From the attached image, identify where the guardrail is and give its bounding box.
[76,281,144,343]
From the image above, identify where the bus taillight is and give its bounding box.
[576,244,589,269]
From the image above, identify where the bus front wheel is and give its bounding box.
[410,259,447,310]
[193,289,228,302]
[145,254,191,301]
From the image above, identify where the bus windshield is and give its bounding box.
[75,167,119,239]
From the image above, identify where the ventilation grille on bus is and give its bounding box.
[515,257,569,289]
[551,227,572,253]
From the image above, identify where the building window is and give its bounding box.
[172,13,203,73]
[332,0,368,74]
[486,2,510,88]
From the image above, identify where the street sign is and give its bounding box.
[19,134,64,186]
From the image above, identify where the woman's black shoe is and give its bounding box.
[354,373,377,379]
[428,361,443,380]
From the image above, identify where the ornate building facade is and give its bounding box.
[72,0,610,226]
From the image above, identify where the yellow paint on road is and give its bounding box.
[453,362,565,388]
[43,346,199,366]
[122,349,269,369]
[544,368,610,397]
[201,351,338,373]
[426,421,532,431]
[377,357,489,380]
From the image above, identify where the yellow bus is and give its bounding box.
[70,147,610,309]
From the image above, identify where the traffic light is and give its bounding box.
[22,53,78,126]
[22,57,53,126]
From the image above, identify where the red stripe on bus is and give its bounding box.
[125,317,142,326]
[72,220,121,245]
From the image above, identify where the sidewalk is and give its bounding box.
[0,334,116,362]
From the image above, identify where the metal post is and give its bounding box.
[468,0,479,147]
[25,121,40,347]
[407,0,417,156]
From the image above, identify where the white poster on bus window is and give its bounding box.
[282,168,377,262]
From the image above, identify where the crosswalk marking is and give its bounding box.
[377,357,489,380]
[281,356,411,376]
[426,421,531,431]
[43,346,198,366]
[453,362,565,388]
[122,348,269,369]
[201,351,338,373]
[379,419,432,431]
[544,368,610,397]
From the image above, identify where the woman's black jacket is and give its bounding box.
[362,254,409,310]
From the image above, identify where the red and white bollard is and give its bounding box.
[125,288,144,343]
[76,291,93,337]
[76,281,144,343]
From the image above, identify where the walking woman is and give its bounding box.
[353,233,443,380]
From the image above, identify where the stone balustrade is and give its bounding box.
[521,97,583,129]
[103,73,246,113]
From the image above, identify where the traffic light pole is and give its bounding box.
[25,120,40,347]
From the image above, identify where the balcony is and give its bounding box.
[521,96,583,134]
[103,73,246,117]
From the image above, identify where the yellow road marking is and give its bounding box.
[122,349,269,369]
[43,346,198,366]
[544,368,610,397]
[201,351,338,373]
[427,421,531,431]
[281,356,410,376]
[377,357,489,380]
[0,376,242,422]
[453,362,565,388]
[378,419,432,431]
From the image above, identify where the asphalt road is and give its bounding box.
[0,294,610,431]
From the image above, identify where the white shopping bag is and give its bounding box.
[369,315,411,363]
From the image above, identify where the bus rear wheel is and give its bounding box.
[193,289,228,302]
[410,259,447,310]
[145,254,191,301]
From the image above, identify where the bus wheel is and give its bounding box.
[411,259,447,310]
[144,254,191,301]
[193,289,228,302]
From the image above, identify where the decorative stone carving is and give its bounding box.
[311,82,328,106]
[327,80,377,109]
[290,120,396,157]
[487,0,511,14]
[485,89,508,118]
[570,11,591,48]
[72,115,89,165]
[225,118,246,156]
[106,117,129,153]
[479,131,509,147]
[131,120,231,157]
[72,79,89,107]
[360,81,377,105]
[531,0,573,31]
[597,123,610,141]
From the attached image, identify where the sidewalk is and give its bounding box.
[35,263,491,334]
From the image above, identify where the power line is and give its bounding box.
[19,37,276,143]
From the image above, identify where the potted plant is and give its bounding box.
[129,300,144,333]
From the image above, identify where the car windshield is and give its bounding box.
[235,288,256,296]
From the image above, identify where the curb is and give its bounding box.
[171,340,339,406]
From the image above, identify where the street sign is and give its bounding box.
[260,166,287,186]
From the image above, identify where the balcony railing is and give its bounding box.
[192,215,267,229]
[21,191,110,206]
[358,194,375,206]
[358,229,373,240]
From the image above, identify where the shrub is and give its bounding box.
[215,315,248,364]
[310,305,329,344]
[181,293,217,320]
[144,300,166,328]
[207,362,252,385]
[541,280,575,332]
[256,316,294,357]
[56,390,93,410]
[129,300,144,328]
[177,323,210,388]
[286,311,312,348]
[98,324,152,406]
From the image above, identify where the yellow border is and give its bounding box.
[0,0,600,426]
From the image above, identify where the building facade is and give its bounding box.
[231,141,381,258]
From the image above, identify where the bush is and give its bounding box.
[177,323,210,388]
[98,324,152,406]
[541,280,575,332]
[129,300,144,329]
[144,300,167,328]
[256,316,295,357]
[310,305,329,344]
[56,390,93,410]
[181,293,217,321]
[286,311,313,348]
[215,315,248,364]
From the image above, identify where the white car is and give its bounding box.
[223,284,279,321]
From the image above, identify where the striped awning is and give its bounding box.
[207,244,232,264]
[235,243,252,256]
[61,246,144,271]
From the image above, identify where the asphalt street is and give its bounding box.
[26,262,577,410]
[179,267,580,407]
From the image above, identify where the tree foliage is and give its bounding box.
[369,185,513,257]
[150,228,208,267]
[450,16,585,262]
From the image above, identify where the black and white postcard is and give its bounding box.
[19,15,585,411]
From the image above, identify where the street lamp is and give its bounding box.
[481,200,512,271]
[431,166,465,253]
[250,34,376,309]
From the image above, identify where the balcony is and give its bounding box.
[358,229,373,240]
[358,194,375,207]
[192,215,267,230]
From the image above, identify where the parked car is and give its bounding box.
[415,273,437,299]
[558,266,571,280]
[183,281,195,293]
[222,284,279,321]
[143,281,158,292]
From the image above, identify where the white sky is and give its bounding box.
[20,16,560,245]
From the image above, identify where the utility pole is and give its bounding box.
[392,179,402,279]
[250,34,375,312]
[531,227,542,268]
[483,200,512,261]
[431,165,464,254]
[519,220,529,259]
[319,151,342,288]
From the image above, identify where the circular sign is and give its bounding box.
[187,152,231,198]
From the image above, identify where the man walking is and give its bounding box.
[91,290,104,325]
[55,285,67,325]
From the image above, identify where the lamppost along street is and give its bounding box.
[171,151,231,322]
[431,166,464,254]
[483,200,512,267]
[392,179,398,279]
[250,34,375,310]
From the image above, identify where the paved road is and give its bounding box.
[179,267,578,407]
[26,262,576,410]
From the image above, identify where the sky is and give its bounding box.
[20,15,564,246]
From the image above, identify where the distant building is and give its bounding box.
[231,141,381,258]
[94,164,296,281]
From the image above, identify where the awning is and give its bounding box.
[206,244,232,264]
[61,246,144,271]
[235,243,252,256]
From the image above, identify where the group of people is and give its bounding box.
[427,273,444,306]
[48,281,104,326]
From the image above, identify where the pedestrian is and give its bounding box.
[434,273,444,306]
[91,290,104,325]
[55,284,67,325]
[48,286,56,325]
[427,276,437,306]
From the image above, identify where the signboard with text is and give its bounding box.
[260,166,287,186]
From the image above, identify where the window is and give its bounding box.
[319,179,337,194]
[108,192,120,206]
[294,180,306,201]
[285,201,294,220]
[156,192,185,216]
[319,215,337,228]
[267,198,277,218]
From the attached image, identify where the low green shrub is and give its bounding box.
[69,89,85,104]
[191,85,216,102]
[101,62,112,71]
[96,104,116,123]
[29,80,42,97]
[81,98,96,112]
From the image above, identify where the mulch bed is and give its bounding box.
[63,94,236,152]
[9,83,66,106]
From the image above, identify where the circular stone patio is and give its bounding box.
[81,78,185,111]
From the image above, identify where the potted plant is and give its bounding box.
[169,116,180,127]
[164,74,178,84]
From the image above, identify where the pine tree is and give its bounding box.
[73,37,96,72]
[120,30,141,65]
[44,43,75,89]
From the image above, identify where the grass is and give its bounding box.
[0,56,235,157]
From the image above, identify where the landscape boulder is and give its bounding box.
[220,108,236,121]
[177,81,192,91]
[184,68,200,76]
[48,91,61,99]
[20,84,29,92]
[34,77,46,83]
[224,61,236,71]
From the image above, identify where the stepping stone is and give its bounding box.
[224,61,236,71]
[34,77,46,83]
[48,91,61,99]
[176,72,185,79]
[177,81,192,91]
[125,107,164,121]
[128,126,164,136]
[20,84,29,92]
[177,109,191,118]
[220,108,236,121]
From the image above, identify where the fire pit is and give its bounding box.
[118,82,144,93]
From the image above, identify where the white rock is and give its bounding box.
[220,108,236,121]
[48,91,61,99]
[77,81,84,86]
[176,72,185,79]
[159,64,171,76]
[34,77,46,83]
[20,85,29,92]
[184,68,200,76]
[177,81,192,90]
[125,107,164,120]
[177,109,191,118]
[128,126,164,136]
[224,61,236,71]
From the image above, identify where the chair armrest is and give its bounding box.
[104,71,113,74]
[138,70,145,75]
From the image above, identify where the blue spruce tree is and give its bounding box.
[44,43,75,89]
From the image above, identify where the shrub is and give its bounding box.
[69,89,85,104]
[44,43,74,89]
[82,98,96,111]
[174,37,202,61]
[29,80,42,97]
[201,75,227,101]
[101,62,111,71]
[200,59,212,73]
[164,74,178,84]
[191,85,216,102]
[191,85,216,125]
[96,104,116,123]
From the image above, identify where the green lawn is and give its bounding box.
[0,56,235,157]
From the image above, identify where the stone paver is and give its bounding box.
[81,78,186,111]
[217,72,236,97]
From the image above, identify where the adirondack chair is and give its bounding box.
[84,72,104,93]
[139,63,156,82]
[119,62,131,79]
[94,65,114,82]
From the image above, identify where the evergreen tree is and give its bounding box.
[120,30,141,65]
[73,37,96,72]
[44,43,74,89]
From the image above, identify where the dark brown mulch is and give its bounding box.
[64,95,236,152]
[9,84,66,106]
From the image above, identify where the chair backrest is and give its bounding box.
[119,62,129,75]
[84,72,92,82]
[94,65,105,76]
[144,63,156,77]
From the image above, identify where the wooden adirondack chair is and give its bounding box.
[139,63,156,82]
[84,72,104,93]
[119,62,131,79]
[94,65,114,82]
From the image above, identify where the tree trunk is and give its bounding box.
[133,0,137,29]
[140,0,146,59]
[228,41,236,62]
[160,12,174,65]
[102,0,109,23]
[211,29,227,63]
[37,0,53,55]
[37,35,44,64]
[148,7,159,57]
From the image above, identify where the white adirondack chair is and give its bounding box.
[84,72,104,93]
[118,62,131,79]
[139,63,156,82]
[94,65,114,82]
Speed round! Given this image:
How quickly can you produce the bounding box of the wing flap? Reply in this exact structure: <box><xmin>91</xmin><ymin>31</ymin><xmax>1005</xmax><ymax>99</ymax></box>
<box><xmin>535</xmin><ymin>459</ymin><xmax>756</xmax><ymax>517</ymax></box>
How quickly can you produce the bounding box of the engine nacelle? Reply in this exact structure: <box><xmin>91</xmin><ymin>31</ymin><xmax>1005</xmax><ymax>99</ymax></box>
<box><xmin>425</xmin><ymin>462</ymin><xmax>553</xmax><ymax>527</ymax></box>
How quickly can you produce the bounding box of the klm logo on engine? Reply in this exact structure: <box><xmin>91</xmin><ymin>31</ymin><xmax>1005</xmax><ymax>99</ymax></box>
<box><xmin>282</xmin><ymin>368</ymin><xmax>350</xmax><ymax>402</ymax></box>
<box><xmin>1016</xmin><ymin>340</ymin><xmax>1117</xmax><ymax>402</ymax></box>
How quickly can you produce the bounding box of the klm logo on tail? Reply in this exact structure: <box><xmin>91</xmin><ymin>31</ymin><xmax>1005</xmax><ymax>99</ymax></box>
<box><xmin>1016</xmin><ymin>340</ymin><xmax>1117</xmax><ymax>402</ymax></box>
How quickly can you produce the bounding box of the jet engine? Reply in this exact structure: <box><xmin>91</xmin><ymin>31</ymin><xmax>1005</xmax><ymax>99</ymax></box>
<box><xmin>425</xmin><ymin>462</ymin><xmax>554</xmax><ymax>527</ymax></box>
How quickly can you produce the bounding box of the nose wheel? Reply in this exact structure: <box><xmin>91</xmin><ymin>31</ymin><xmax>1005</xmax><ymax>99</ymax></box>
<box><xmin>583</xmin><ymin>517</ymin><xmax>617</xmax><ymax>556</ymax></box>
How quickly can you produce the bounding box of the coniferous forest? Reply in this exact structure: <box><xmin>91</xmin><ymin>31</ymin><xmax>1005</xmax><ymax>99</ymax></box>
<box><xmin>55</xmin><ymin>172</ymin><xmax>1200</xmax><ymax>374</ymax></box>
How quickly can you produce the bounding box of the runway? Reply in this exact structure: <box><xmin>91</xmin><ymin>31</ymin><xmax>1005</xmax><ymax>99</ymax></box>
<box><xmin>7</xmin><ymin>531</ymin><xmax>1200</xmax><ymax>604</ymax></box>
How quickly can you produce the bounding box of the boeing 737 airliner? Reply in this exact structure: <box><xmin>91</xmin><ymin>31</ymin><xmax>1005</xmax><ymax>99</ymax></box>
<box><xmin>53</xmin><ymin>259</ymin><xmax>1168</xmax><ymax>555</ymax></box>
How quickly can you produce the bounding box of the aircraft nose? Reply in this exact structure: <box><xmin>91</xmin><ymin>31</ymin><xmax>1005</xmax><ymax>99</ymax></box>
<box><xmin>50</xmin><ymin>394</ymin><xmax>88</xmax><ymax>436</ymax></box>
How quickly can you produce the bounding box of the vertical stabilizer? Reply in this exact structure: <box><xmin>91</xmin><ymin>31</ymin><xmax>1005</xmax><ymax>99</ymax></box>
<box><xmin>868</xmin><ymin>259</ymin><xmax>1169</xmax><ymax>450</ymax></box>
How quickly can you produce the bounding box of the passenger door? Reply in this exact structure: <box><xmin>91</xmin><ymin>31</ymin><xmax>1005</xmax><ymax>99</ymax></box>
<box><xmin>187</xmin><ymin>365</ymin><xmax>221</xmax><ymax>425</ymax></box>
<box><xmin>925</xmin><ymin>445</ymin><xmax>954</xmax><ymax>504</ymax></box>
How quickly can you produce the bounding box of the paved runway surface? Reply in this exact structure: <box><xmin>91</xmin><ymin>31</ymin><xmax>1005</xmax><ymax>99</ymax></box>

---

**TASK BRIEF:**
Reproduce verbatim every line of the records from the line containing "How quickly can you produce the bounding box of the passenger" through the last line of the records, both ends inclusive.

**FULL ANSWER:**
How quickly can you produce the bounding box of the passenger door? Reply in this exact structure: <box><xmin>91</xmin><ymin>31</ymin><xmax>1005</xmax><ymax>99</ymax></box>
<box><xmin>187</xmin><ymin>365</ymin><xmax>221</xmax><ymax>425</ymax></box>
<box><xmin>925</xmin><ymin>445</ymin><xmax>954</xmax><ymax>504</ymax></box>
How quickly can you produce the bounding box of the paved runway surface? Reply in this exact structure: <box><xmin>91</xmin><ymin>31</ymin><xmax>1005</xmax><ymax>99</ymax></box>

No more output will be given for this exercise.